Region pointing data

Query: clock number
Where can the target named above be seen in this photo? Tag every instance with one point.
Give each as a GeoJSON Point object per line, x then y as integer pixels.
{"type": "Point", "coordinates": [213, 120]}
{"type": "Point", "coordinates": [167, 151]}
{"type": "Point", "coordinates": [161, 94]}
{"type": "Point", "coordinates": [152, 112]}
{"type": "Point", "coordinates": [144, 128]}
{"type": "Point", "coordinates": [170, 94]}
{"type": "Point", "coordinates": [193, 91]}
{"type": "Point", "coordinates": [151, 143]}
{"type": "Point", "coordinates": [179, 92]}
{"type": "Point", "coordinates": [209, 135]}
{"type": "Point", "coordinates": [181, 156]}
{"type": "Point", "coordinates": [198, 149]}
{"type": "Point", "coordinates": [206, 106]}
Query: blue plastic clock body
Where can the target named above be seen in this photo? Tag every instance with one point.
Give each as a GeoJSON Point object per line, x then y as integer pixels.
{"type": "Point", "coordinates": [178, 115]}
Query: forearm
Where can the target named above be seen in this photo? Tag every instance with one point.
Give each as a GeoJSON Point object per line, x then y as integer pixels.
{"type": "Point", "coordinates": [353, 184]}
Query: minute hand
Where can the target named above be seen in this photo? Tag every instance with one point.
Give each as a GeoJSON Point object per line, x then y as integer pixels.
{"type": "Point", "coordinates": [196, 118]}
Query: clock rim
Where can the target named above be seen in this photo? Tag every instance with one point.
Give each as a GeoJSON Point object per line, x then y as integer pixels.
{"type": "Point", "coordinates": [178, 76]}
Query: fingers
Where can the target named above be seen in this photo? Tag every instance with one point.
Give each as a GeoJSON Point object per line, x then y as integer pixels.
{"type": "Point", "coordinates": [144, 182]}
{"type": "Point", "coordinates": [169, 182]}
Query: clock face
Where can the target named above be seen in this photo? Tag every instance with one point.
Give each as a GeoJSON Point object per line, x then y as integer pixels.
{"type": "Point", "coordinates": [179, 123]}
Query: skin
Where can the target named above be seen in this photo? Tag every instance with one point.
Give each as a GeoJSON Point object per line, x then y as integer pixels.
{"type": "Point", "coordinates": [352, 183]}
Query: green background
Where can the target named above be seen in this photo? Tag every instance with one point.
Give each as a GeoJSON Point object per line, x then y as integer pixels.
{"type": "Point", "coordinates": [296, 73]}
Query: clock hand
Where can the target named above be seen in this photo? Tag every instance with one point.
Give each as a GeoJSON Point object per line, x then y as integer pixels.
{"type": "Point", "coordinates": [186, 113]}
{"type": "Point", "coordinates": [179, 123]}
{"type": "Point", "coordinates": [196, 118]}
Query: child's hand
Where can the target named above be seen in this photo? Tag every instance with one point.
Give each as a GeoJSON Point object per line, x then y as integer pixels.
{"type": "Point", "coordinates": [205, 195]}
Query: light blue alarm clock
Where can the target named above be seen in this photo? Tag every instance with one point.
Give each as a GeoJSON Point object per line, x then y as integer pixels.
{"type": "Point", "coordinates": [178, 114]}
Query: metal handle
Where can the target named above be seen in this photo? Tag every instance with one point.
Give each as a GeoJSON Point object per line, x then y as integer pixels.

What needs to be done - Say how many lines in the data hold the string "blue", and write nothing else.

Written answer - 2